This exercise requires an exact copy of each line from the one containing "# give x and y for each instance of the white" down to the last line below.

Natural language region descriptions

·····

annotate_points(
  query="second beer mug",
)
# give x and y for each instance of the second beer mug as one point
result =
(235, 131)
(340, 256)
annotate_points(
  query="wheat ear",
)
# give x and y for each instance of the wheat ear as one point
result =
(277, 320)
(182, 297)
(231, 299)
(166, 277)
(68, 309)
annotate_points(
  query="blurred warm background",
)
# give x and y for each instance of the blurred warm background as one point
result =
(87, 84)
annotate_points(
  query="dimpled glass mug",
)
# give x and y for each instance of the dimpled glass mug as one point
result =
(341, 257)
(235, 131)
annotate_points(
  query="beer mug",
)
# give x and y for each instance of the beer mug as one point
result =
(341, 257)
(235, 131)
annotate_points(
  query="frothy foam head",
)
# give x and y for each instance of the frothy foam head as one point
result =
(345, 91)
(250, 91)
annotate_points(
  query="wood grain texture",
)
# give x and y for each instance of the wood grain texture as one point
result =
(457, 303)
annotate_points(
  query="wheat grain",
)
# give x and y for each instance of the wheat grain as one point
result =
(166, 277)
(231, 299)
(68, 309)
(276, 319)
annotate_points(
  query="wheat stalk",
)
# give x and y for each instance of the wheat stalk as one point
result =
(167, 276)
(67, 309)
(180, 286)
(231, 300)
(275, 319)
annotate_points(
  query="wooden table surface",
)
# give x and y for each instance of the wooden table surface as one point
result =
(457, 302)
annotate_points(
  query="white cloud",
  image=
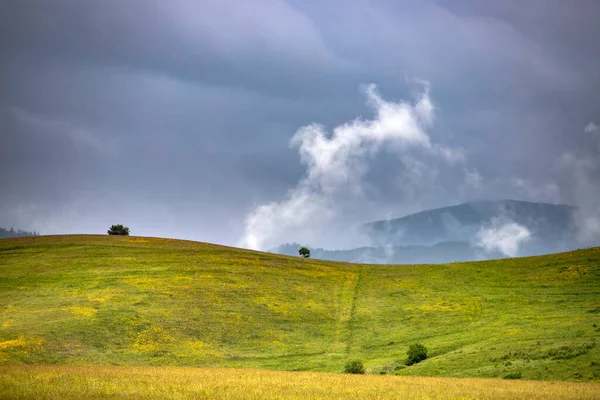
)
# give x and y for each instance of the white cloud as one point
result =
(503, 235)
(317, 209)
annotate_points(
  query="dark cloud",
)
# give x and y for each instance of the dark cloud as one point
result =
(175, 117)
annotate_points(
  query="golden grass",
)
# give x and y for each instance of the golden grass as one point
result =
(69, 382)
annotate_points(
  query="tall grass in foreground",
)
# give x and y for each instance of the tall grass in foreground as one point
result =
(67, 382)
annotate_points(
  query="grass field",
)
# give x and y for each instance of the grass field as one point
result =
(130, 301)
(65, 383)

·····

• **Solution**
# give x and y for each instance of the white cloud as one point
result =
(503, 235)
(317, 209)
annotate_points(
  query="dark cloud",
)
# give x and y for each instance of the dark cloud as one point
result =
(175, 117)
annotate_points(
  query="golden grass",
)
# give x and y for each instance of the golden grass as one point
result =
(69, 382)
annotate_points(
  query="tall grass in foreground",
)
# give x and y for each instance of the tall grass in foreground as one point
result =
(67, 382)
annotate_points(
  query="grass field",
)
# give x and y for each instance of the grass field as one point
result =
(130, 301)
(65, 383)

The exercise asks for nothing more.